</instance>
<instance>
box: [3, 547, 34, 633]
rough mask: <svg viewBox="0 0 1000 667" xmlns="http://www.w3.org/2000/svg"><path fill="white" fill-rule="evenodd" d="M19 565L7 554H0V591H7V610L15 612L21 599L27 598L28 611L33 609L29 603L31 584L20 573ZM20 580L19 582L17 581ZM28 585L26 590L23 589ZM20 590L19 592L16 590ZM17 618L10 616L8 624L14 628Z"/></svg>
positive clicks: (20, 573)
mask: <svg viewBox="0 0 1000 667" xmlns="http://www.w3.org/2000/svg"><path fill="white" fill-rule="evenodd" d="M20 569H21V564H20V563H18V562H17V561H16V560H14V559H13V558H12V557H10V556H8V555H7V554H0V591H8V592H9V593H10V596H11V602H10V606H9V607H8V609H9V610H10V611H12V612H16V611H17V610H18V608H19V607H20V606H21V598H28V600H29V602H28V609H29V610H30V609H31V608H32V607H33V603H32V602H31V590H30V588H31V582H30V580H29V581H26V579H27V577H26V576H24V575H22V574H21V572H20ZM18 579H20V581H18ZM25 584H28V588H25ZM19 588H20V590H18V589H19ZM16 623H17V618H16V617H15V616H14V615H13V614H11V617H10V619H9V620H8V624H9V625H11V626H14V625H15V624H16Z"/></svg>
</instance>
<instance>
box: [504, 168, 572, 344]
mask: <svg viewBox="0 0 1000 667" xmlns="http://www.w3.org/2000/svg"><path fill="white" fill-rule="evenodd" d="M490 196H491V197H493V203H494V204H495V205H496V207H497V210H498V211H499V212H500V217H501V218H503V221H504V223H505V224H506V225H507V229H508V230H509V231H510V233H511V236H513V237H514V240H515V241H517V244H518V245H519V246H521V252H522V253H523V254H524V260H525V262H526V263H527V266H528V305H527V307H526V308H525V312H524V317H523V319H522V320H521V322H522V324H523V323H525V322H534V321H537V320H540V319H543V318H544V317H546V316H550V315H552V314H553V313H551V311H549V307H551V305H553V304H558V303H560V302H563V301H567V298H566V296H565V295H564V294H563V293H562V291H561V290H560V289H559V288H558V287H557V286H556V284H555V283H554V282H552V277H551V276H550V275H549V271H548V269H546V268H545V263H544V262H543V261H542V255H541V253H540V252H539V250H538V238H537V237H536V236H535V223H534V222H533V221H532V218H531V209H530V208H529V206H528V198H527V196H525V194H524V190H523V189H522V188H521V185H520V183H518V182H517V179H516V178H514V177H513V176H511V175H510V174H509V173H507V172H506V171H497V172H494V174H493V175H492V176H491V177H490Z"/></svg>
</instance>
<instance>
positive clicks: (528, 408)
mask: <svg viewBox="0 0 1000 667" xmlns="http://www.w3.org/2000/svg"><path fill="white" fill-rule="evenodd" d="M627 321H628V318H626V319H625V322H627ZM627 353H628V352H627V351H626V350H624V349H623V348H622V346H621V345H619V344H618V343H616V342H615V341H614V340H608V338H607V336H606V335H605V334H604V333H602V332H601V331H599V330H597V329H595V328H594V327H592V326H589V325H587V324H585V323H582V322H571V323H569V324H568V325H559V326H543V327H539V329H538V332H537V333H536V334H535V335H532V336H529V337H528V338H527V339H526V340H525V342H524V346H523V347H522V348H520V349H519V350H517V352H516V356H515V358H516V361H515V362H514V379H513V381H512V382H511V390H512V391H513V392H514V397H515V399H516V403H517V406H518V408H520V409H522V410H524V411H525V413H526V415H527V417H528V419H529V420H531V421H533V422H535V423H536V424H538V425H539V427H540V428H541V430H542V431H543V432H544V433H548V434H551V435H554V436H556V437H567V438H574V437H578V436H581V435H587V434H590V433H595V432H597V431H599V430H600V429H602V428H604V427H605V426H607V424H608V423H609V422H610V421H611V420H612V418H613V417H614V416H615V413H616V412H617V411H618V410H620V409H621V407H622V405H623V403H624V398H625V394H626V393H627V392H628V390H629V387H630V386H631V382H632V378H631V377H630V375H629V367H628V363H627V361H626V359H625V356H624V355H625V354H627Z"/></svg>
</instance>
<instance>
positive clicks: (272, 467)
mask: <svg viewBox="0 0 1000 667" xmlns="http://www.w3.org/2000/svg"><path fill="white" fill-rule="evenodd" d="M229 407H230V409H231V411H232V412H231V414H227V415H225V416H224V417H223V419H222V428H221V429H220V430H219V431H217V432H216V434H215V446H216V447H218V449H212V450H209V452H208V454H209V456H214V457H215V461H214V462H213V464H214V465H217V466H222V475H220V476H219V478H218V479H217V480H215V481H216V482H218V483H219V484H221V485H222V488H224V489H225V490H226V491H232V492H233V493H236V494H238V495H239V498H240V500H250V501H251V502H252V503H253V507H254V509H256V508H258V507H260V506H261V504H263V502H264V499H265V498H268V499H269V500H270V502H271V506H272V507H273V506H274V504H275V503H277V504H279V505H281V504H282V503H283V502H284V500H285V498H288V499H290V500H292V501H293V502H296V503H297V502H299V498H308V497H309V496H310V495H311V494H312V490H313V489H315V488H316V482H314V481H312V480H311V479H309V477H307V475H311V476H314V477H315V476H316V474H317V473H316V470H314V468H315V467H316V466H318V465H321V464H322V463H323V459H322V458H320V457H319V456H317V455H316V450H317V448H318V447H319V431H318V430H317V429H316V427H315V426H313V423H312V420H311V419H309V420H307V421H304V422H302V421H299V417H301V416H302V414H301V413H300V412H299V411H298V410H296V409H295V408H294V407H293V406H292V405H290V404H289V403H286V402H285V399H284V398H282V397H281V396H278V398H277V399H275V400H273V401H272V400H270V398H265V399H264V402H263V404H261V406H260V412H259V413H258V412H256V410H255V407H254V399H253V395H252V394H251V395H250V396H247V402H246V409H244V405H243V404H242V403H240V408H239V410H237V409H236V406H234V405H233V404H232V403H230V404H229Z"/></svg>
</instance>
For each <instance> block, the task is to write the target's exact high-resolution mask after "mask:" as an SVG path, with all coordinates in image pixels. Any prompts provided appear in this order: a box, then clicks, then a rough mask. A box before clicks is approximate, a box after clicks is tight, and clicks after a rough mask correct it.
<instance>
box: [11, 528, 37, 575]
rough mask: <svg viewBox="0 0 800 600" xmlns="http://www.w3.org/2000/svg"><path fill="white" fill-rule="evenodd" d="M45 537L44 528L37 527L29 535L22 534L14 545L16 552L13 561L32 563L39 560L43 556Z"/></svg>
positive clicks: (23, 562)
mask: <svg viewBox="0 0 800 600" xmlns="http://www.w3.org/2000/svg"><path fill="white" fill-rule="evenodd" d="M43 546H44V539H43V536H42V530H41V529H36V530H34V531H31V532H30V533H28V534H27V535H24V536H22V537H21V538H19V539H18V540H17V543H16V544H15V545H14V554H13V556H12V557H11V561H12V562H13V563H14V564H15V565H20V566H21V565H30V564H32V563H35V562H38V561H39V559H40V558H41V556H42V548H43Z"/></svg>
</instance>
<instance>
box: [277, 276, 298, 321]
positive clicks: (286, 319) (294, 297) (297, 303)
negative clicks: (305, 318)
# # # # # # #
◆ **Task goal**
From the line containing "positive clicks: (286, 319)" down to the end of the listing above, return each line exactly as it appears and nothing more.

◆ **Answer space**
positive clicks: (286, 319) (294, 297) (297, 303)
negative clicks: (305, 318)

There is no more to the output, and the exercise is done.